EXCERPT PROVIDED:

# Windows 10 can't access Windows 8 shared folders



## rasmasyean (Jul 12, 2008)

I can't open Windows 8 computers with shared folders on the network.
It keeps prompting for credentials.
It only happens when using Windows 10.
Using all other computers (Windows 7, 8) to access another computer regardless of the OS does not pose any problems.

This is the only access problem:
Windows 10 -> Windows 8 shared....does not work.


----------



## spunk.funk (May 13, 2010)

On the other computers that can access the shares, go to Control Panel/Network and Sharing/Advanced Sharing. Look at the settings, compare them with the Windows 10 Advanced Sharing. Are your computers part of a Homegroup? Have you joined the Windows 10 computer to The Homegroup? 
Make sure the Network shows that the Windows 10 computer is on *Private* or *Work* network and not Public. etc.


----------



## rasmasyean (Jul 12, 2008)

Yes. Everything is the same.
I didn't use a HomeGroup.
I did the Use user accounts.
I turned OFF Password Protected sharing.

A Windows 8 computer can access this Windows 10 shared folders.
But this Windows 10 can't access any Windows 8 shared folders.

Is this a bug?


----------



## spunk.funk (May 13, 2010)

You might find networking easier with Homegroup. I don't use it. 
If not using Homegroup, be sure in Advanced Sharing that under HomeGroup connections that you have checked *Use accounts and passwords to connect to other computers. 
*Open and Elevated Command prompt on each computer and type CMD, right click the CMD results and Run As Administrator. In the Elevated Command Prompt type ipconfig /all and press enter. Write down each computers IP Address. then in the Command Prompt type Ping and the IP address of the other computer (eg) *ping 192.168.1.252 *and see if you get results.

EXCERPTED RECORDS:
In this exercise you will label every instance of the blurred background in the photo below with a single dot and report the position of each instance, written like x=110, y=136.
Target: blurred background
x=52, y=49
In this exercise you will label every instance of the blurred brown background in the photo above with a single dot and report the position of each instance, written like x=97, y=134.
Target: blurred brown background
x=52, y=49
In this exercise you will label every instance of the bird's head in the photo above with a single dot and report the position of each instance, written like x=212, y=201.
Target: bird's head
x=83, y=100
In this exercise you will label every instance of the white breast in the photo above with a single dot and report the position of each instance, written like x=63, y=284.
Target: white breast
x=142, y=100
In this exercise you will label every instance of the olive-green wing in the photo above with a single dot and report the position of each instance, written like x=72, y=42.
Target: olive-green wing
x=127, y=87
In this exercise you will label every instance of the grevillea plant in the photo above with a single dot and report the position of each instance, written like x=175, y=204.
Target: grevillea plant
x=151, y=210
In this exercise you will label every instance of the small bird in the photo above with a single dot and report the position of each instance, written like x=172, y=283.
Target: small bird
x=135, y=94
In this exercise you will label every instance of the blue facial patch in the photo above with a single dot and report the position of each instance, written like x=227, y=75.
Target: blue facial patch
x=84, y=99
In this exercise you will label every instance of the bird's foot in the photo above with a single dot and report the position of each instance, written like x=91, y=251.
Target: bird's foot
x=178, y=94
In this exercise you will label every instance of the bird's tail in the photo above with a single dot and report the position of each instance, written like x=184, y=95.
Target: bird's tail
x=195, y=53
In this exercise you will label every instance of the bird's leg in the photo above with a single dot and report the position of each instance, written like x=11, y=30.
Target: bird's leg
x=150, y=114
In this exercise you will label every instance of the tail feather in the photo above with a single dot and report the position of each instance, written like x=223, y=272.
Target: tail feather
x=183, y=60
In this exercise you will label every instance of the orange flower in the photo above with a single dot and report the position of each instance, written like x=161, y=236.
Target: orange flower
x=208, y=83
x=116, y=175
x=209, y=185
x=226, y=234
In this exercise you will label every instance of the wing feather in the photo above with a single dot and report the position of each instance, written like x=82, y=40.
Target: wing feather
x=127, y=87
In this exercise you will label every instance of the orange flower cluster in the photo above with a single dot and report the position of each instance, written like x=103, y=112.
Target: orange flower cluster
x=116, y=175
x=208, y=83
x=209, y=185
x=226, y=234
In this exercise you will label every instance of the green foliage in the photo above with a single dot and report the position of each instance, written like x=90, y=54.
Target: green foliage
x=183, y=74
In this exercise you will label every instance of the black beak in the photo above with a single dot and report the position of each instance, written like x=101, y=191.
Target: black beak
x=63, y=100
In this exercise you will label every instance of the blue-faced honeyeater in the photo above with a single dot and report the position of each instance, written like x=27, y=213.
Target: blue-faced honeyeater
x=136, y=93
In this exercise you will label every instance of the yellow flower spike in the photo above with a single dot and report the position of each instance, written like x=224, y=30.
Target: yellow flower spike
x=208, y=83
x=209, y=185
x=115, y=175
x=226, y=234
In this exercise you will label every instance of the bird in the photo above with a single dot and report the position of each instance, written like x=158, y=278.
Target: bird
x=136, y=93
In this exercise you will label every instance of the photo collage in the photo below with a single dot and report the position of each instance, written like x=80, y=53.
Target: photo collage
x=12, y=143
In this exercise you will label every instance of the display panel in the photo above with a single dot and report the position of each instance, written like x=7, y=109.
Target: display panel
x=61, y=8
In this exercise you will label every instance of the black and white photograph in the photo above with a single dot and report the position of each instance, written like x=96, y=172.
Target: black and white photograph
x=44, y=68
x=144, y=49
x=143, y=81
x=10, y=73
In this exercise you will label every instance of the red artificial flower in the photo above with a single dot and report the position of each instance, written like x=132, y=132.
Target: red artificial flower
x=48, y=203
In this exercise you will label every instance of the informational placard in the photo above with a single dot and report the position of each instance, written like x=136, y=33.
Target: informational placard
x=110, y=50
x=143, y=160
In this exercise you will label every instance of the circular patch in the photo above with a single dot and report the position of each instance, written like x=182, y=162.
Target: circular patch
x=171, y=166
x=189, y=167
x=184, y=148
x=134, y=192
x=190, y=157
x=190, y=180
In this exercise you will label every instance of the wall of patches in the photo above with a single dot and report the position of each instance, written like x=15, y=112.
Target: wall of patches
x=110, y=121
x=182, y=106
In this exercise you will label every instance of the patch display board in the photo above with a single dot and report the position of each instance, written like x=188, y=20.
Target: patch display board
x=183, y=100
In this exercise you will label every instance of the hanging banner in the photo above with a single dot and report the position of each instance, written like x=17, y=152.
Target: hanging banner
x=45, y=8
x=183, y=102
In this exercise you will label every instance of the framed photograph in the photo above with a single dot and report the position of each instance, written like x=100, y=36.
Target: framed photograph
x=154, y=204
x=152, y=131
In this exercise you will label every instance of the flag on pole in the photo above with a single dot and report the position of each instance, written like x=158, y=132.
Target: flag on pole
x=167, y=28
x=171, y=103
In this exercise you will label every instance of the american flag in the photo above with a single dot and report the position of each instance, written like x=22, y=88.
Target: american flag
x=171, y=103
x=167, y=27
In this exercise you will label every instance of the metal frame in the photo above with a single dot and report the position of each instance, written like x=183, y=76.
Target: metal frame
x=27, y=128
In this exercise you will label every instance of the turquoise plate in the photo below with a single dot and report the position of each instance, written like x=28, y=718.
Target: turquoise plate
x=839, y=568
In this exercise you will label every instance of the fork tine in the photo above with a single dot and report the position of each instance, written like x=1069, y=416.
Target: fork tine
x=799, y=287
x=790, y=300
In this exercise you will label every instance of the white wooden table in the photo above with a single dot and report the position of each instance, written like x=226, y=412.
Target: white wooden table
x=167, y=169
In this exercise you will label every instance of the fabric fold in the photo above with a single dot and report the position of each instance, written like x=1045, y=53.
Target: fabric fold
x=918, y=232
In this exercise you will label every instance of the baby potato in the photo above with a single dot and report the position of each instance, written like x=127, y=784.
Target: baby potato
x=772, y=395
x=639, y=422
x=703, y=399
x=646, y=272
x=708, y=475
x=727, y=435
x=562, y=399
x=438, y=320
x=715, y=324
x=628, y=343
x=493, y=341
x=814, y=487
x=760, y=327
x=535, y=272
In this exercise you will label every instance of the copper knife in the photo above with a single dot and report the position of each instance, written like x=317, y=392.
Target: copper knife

WHAT THE TASK REQUIRES: Give the part of the forum thread that opens with the words containing "I turned OFF" and closes with "this a bug?" again, and substitute "known issue" for "bug" in it. The entries above were taken from a different source than the forum thread.

RESULT OF THIS EXERCISE:
I turned OFF Password Protected sharing.

A Windows 8 computer can access this Windows 10 shared folders.
But this Windows 10 can't access any Windows 8 shared folders.

Is this a known issue?